** Opening SUPPLIED PASSAGE block **

By Jem Bartholomew and Xie Yu

U.S. stocks fell Friday, with the Dow Jones Industrial Average on track to close out its worst week and month since March, following a sharp selloff in big technology stocks.

The Dow dropped 0.4%, a 95-point decline. It had already shed 5.9% this week, putting it on track for its worst weekly performance since the height of the market tumult.

The S&P 500 fell 0.5%, while the tech-heavy Nasdaq Composite Index retreated 0.8%.

Volatility has dominated markets this week, prompted by risks tied to the Nov. 3 elections, a record high in coronavirus infections in the U.S., fresh lockdowns in Europe that threaten economic growth, and a mixed bag of earnings from big tech.

"Markets are concerned that we are replaying February and March," said Chris Beauchamp, chief market analyst at IG Group. "It probably still isn't in that category yet, but it is heading in the wrong direction."

As investors' risk appetite diminished, they moved funds into U.S. government debt, pushing the yield on the 10-year Treasury down to 0.822%, from 0.834% on Thursday.

Earnings reports and guidance from technology companies after the closing bell weighed heavily on markets overnight. Twitter plunged 14.8% in offhours trading after posting its slowest user growth in years and warning that uncertainty around the U.S. election could compress ad spending.

Apple shares dropped 3.9% premarket after quarterly iPhone sales fell from a year earlier. That, combined with a delay in the launch of the company's new smartphone, led to iPhone revenue falling more than analysts had expected.

While big tech has driven the U.S. stock market recovery this year, that means "when we see any disappointments on particularly high-multiple stocks, then obviously the magnitude of the downgrade or the earnings-miss becomes far greater," said UBS strategist Nick Nelson.

Shares of Facebook, Amazon.com, Tesla, Microsoft and Netflix were all down around 1% premarket.

"The big tech earnings were not that bad but markets did not respond positively, so that does suggest a deeper sense of negativity in the market," said Seema Shah, chief strategist at Principal Global Investors.

** Closing SUPPLIED PASSAGE block **

TASKS FOR THIS EXERCISE —
[a] In the market report, what did the yield on the 10-year Treasury fall to?
[b] Duplicate the market report between "The S&P 500" and "from big tech.", inclusive.
[c] Turn the market report's paragraph that opens with "Volatility has dominated markets this week" into a short list of its causes.
The records below come from a different source than the market report.

** Opening DATA FOR ANALYSIS block **

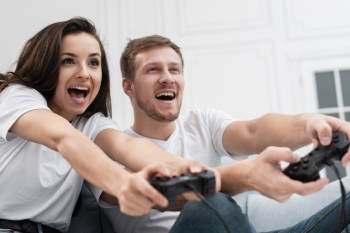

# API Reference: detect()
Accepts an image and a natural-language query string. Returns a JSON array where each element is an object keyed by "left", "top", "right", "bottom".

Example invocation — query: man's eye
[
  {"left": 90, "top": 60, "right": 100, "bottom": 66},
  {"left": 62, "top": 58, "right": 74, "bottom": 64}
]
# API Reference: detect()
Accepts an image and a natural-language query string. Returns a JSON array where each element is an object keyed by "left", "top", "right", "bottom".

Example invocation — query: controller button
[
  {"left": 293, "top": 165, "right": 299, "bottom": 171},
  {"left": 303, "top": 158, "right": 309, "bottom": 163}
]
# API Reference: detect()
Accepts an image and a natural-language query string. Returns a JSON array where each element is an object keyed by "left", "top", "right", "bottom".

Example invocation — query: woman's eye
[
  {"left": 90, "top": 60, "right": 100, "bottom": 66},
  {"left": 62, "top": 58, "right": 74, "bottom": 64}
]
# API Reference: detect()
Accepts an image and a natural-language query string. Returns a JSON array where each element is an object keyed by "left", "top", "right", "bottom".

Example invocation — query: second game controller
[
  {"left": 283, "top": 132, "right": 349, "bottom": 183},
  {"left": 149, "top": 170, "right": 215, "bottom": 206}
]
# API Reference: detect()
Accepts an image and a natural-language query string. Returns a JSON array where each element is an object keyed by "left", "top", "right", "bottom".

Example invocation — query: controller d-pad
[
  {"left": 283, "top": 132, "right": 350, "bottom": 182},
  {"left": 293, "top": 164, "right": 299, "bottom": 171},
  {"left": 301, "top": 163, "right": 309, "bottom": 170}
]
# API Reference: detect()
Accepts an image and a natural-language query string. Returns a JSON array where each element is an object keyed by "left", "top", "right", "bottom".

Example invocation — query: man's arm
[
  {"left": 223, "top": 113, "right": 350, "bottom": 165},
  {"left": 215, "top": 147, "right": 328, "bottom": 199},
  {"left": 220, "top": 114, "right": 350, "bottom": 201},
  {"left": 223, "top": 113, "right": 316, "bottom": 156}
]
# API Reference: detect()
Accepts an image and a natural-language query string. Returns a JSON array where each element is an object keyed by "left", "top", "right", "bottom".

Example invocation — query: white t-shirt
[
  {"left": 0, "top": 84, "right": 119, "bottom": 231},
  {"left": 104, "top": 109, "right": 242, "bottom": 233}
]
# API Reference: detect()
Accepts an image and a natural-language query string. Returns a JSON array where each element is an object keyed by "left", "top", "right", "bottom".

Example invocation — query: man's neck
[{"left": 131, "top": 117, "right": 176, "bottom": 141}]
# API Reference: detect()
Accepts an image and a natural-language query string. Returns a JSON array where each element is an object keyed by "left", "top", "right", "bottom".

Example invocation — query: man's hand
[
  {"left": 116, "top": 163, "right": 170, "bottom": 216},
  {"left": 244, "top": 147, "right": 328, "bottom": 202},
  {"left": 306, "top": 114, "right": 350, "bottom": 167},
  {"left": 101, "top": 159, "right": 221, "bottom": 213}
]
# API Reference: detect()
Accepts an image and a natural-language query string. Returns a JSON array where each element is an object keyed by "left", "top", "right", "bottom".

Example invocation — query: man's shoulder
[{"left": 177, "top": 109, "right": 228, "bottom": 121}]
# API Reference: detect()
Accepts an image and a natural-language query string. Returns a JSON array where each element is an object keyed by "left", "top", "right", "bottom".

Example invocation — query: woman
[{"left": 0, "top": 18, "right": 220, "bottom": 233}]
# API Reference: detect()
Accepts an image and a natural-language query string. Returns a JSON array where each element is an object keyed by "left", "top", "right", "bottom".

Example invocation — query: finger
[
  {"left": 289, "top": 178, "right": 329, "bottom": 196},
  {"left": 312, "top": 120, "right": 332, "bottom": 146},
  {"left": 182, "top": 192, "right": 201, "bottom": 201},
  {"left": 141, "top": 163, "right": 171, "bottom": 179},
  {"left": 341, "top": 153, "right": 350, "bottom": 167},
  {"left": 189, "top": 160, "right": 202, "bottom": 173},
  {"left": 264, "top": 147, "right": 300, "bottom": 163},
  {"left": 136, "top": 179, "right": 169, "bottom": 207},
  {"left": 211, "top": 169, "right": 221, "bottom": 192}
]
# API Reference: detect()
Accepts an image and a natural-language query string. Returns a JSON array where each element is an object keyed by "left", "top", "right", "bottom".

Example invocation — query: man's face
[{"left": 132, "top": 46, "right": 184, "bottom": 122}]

** Closing DATA FOR ANALYSIS block **

RESULTS BY TASK —
[a] 0.822%, down from 0.834% on Thursday.

[b]
The S&P 500 fell 0.5%, while the tech-heavy Nasdaq Composite Index retreated 0.8%.

Volatility has dominated markets this week, prompted by risks tied to the Nov. 3 elections, a record high in coronavirus infections in the U.S., fresh lockdowns in Europe that threaten economic growth, and a mixed bag of earnings from big tech.

[c]
Market volatility this week was driven by:
- risks tied to the Nov. 3 elections
- a record high in U.S. coronavirus infections
- fresh lockdowns in Europe that threaten economic growth
- mixed earnings from big tech